• [Job 1] In the extract about the Australian Open's clothing sponsor, since which edition had Ralph Lauren been associated with the tournament?

• [Extract provided]
# # # #

The arrival of BOSS at the Australian Open from 2027 has reopened a very specific space within tennis: that of major fashion brands using a Grand Slam not only as a visibility platform, but also as a lasting showcase for identity, product and institutional presence. Tennis Australia announced on Monday that the German firm will become the tournament’s new Official Lifestyle Outfitter, a move that displaces Ralph Lauren in Melbourne, where the American brand had been associated with the event since the 2021 edition.
The story is not limited to one brand replacing another in a commercial asset. It also brings renewed attention to the path Ralph Lauren has built in tennis over the past two decades, especially at Wimbledon and the US Open, where the company has tied its name to official on-court uniforms, the sale of dedicated collections, and a sustained image of elegance, tradition and premium lifestyle. The company itself has described those tournaments in its corporate documents as a source of global exposure “in a relevant lifestyle environment.”

# # # #

• [Listed entries]
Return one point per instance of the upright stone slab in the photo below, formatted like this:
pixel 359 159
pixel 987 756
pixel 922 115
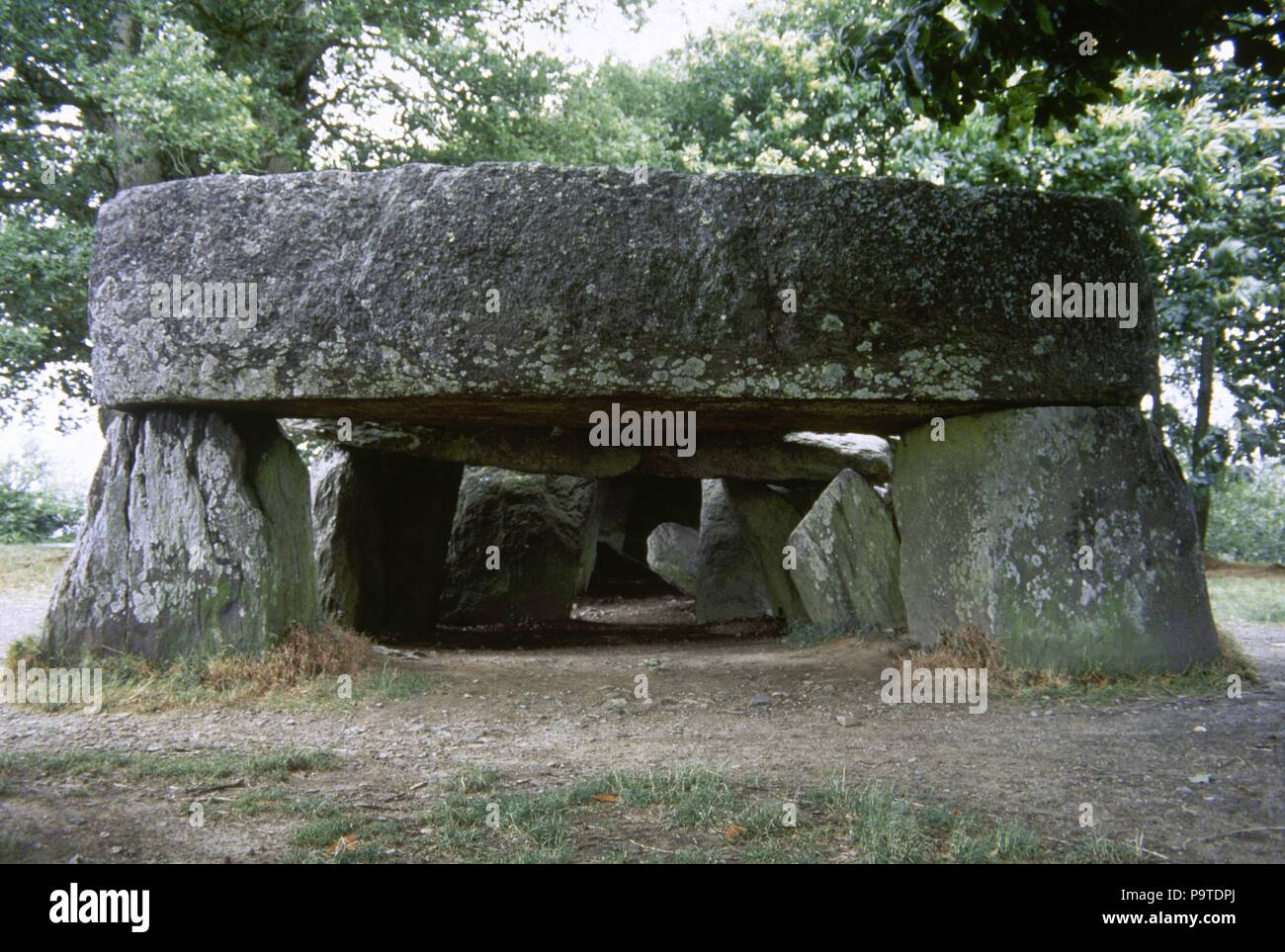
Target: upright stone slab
pixel 197 537
pixel 382 524
pixel 848 559
pixel 528 296
pixel 743 530
pixel 673 554
pixel 1067 533
pixel 522 546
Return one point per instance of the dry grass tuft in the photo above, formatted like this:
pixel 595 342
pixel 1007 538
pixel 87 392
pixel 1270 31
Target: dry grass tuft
pixel 969 649
pixel 299 658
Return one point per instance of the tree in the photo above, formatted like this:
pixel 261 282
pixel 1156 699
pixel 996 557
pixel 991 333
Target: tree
pixel 97 97
pixel 1045 62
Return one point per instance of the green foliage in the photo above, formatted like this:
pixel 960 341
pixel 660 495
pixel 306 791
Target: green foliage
pixel 1247 517
pixel 1044 62
pixel 33 509
pixel 95 98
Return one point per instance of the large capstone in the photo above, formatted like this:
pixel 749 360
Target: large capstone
pixel 527 296
pixel 744 528
pixel 1066 533
pixel 848 559
pixel 522 546
pixel 197 537
pixel 382 523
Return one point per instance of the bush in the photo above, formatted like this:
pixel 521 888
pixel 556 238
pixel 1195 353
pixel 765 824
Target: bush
pixel 1246 519
pixel 33 509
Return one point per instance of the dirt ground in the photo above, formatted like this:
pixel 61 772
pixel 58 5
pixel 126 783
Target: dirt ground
pixel 1198 779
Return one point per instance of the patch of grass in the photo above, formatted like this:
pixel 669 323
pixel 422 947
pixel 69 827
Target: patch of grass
pixel 306 669
pixel 682 816
pixel 11 848
pixel 30 566
pixel 154 766
pixel 1200 680
pixel 1242 596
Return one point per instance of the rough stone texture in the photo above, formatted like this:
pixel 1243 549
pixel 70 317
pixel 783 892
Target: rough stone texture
pixel 848 558
pixel 912 300
pixel 197 537
pixel 759 457
pixel 993 518
pixel 743 530
pixel 382 523
pixel 673 553
pixel 547 530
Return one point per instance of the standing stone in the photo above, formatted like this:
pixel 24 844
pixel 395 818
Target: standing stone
pixel 197 537
pixel 848 557
pixel 1066 533
pixel 743 531
pixel 382 523
pixel 545 536
pixel 673 553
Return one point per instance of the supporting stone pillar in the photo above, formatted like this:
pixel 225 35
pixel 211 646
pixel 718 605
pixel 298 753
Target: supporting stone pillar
pixel 743 531
pixel 196 539
pixel 848 559
pixel 382 523
pixel 1066 533
pixel 522 548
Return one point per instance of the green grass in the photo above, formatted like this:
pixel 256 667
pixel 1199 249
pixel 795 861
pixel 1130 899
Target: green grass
pixel 11 848
pixel 30 566
pixel 154 766
pixel 1242 597
pixel 684 816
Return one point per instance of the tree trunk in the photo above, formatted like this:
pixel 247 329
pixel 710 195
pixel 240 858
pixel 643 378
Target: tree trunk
pixel 135 162
pixel 1202 483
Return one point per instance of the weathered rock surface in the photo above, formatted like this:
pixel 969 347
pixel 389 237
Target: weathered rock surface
pixel 517 295
pixel 743 531
pixel 197 537
pixel 758 457
pixel 848 559
pixel 545 530
pixel 673 553
pixel 382 523
pixel 1067 533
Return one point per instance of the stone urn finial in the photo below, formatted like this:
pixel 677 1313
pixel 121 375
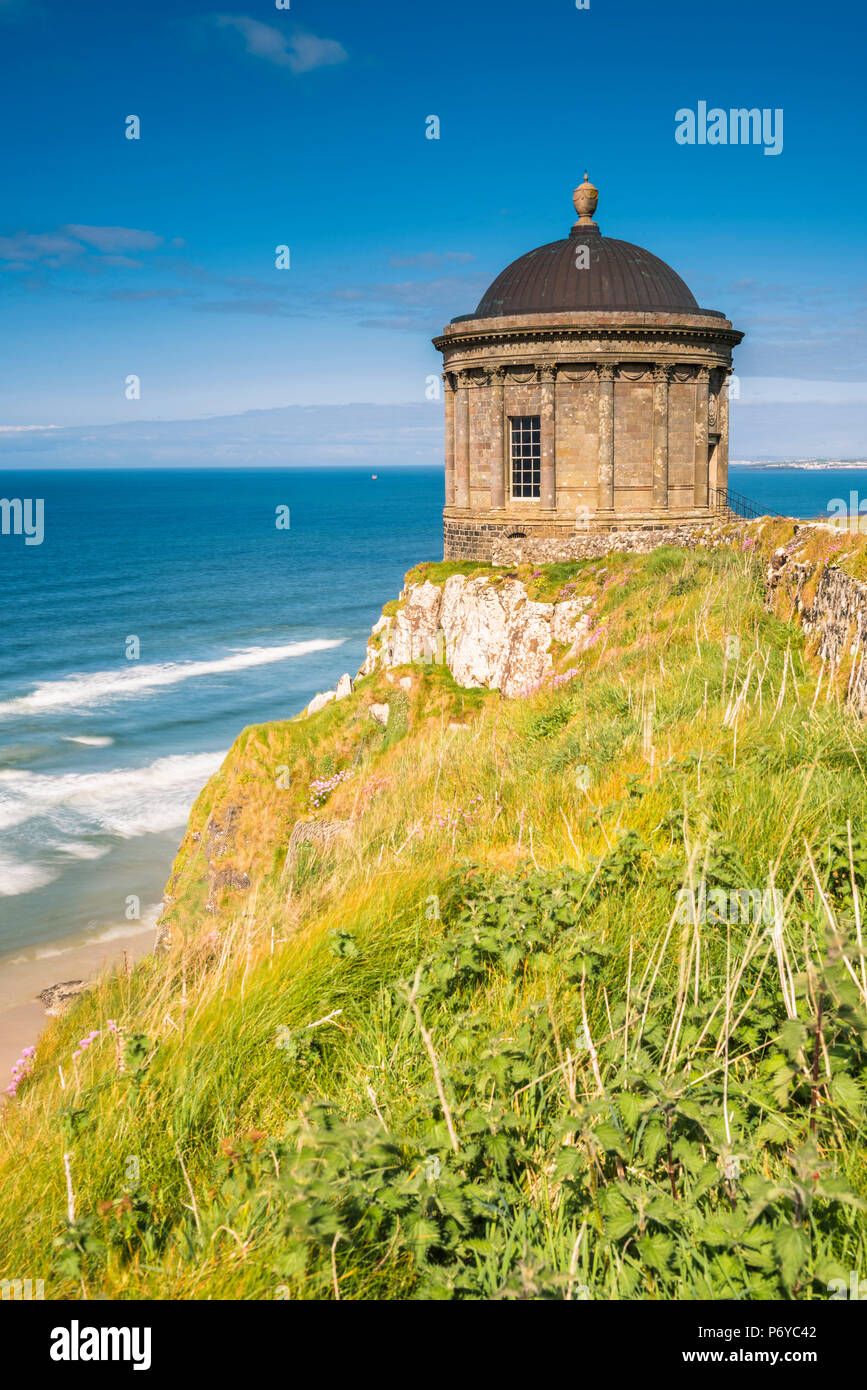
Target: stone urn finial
pixel 585 199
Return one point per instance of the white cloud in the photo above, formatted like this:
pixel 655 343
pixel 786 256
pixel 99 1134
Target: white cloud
pixel 300 52
pixel 116 238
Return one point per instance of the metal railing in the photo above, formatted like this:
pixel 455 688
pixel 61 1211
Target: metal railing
pixel 721 499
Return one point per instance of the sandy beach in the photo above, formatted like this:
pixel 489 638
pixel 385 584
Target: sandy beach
pixel 24 975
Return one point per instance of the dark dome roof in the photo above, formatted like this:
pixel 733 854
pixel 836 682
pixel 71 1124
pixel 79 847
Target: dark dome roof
pixel 618 275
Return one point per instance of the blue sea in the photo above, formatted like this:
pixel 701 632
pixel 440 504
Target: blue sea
pixel 166 610
pixel 163 612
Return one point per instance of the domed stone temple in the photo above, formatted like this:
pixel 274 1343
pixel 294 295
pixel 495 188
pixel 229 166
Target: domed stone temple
pixel 585 395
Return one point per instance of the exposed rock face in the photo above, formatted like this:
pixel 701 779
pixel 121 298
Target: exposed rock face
pixel 59 997
pixel 837 613
pixel 489 634
pixel 321 701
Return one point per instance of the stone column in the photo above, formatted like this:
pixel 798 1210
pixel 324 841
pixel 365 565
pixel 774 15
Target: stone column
pixel 461 441
pixel 548 438
pixel 449 403
pixel 700 460
pixel 662 374
pixel 723 449
pixel 498 439
pixel 605 392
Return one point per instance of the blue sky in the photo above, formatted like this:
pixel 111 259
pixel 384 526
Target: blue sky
pixel 306 127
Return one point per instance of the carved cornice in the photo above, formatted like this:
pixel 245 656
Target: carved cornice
pixel 592 338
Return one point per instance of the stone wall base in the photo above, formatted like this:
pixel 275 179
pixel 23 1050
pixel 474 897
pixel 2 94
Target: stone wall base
pixel 496 542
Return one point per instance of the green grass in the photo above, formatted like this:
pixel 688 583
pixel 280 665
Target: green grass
pixel 478 1050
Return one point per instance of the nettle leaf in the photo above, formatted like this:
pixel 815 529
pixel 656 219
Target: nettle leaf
pixel 630 1108
pixel 618 1216
pixel 612 1140
pixel 570 1164
pixel 689 1154
pixel 771 1132
pixel 792 1248
pixel 653 1141
pixel 656 1250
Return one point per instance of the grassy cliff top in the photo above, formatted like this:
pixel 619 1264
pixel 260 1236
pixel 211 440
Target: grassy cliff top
pixel 495 1039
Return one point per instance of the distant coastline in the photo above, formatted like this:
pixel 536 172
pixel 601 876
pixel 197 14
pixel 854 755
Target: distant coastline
pixel 805 464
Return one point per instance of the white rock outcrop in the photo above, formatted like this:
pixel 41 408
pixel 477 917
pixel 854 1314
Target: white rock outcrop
pixel 489 634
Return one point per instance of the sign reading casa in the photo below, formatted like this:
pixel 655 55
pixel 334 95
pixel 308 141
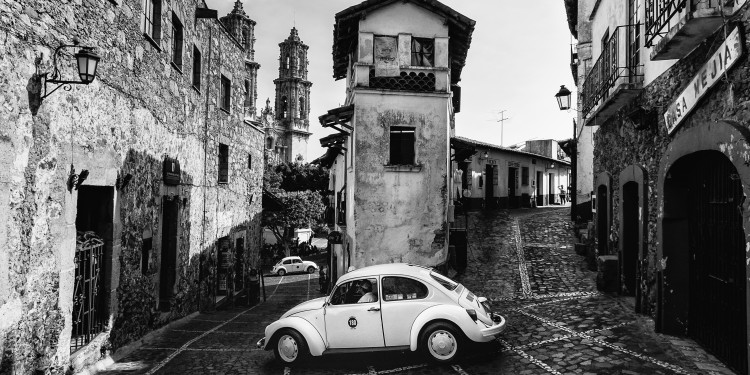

# # # #

• [Job 2] Rewrite the part of the records that opens with the line containing "Return one point per instance of the white rock" and closes at the end of the records, putting "formation" in place of "outcrop" and leaving everything else unchanged. Omit the pictures from your answer.

• [Task solution 1] Since the 2021 edition.

• [Task solution 2]
Return one point per instance of the white rock formation in the photo above, formatted like this:
pixel 41 408
pixel 477 917
pixel 854 1314
Target: white rock formation
pixel 489 634
Return one point per instance of the sign reading casa in the photo below, formatted like this:
pixel 655 55
pixel 334 95
pixel 308 141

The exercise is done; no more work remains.